■ Dataset records:

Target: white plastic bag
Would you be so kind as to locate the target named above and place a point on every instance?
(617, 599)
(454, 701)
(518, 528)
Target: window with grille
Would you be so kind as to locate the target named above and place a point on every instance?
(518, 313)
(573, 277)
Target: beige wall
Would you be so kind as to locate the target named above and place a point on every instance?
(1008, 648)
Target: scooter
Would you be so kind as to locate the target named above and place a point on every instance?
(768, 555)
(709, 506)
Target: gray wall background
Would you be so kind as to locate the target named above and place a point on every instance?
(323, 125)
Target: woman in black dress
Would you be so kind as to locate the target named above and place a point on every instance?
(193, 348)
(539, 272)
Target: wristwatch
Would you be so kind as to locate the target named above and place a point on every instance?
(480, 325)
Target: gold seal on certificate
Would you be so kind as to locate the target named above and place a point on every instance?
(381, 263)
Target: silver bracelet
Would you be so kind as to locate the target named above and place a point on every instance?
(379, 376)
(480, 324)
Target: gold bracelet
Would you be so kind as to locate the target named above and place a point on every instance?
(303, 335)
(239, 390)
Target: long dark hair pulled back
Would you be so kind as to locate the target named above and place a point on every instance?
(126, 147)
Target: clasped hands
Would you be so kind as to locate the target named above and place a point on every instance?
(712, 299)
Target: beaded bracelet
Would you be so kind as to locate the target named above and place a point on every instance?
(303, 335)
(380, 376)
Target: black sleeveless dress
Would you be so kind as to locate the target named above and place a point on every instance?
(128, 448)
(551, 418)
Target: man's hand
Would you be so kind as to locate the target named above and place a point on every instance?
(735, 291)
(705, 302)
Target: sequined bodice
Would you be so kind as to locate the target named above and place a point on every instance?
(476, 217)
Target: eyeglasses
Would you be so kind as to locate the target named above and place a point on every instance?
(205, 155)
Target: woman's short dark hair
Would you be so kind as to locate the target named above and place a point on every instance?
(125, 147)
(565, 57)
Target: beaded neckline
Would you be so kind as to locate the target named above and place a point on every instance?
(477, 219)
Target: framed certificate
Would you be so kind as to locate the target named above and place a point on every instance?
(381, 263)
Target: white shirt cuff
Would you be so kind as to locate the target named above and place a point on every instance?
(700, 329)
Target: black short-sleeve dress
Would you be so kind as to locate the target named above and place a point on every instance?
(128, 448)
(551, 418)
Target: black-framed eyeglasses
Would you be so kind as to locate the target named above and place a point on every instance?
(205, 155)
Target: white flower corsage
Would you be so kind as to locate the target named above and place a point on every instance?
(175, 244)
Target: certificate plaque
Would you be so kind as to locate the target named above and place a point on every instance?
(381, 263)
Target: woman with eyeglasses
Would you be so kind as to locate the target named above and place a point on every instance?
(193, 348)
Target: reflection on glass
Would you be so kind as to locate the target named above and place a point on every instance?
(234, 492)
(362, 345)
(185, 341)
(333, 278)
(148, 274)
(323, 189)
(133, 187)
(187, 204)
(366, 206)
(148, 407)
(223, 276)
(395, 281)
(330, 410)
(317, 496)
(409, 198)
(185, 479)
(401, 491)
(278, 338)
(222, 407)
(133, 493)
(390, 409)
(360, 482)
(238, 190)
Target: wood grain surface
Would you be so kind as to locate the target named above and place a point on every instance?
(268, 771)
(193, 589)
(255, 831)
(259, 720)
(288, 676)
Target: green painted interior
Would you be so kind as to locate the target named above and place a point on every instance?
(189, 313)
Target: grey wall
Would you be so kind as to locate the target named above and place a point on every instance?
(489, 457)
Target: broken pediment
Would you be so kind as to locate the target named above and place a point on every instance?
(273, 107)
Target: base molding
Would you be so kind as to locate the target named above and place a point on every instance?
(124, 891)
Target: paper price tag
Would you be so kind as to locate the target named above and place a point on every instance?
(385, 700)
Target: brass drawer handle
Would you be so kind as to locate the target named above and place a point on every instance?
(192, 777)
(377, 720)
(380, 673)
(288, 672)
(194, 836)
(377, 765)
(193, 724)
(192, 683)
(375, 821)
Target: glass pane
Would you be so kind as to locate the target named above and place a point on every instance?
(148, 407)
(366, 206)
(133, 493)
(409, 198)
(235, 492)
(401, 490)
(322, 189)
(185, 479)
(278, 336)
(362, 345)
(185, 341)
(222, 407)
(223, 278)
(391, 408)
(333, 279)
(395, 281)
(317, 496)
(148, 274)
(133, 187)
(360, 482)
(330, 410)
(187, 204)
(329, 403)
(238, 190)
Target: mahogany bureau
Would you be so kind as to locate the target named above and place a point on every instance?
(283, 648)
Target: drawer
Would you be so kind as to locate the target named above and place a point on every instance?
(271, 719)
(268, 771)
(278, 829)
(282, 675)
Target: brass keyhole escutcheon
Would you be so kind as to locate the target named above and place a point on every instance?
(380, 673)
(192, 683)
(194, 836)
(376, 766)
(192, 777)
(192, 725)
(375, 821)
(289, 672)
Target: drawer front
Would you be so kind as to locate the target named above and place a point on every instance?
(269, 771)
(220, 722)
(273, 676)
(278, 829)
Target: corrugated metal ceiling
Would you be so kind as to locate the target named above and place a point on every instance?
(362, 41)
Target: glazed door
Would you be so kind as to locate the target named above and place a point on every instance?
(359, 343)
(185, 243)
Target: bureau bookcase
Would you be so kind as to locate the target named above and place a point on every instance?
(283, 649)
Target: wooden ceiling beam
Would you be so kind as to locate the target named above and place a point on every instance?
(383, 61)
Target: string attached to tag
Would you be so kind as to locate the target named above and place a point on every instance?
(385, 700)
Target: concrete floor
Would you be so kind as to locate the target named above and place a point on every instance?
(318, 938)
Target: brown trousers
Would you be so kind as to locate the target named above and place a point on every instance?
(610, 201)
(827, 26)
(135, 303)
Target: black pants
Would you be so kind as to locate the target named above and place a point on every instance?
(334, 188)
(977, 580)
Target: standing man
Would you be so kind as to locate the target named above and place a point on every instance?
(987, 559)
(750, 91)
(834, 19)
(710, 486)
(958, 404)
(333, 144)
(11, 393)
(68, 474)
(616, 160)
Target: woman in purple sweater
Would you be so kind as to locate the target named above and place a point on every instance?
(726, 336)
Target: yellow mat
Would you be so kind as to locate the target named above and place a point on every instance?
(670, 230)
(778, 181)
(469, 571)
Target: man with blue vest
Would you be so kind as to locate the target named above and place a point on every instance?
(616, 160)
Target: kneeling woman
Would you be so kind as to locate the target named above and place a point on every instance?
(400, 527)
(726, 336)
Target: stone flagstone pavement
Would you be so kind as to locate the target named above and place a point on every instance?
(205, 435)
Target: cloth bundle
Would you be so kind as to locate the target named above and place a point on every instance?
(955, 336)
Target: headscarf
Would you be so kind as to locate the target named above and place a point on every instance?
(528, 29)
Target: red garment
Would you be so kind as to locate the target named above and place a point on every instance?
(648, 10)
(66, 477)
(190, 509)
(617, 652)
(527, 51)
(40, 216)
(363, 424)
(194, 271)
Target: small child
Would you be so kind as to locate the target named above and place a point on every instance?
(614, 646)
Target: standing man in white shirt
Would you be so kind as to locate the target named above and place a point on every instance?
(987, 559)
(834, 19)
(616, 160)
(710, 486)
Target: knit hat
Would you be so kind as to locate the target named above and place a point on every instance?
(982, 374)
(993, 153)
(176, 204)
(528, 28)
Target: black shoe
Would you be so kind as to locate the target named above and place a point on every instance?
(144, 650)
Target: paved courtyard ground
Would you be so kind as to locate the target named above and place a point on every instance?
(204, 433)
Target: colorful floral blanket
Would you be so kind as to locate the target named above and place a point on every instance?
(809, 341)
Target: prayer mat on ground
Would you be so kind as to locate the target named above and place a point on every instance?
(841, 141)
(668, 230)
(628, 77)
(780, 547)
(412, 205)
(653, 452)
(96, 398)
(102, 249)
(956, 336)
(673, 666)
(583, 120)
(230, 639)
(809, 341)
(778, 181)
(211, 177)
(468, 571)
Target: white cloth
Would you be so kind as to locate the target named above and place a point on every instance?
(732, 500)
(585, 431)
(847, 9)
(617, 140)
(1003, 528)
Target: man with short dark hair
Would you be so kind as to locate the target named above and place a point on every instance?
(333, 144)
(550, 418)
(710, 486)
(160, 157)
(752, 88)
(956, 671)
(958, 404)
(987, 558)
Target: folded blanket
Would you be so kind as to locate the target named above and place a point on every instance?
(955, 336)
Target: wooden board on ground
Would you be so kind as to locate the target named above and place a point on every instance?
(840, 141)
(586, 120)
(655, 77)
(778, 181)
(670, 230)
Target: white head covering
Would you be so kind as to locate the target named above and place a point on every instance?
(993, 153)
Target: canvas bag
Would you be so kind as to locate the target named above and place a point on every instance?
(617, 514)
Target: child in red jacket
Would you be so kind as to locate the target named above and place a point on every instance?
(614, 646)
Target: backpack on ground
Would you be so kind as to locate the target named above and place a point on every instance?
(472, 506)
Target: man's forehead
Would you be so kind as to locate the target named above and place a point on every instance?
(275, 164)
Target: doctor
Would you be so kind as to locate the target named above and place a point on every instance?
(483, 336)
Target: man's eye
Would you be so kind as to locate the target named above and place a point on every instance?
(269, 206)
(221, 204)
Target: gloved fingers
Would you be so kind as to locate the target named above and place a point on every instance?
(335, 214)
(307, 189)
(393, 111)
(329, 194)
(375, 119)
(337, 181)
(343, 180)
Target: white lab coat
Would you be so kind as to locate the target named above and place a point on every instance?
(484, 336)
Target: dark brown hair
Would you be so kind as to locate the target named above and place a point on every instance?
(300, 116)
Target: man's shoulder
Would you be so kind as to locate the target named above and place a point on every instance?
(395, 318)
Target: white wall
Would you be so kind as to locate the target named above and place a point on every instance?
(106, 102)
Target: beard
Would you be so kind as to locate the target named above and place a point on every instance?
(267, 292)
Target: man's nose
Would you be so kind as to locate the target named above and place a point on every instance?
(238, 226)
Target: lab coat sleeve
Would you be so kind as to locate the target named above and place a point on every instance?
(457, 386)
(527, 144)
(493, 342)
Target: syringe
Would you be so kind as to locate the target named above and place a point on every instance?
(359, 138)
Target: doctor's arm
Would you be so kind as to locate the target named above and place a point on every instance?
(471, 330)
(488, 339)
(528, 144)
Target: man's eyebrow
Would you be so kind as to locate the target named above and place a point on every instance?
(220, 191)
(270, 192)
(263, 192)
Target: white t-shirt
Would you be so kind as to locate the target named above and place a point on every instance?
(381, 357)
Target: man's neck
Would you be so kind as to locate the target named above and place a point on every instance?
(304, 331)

■ Requirement:
Taking the listing above line by line, say how many lines include the string "drawer", and give only that number.

■ Output of the task:
3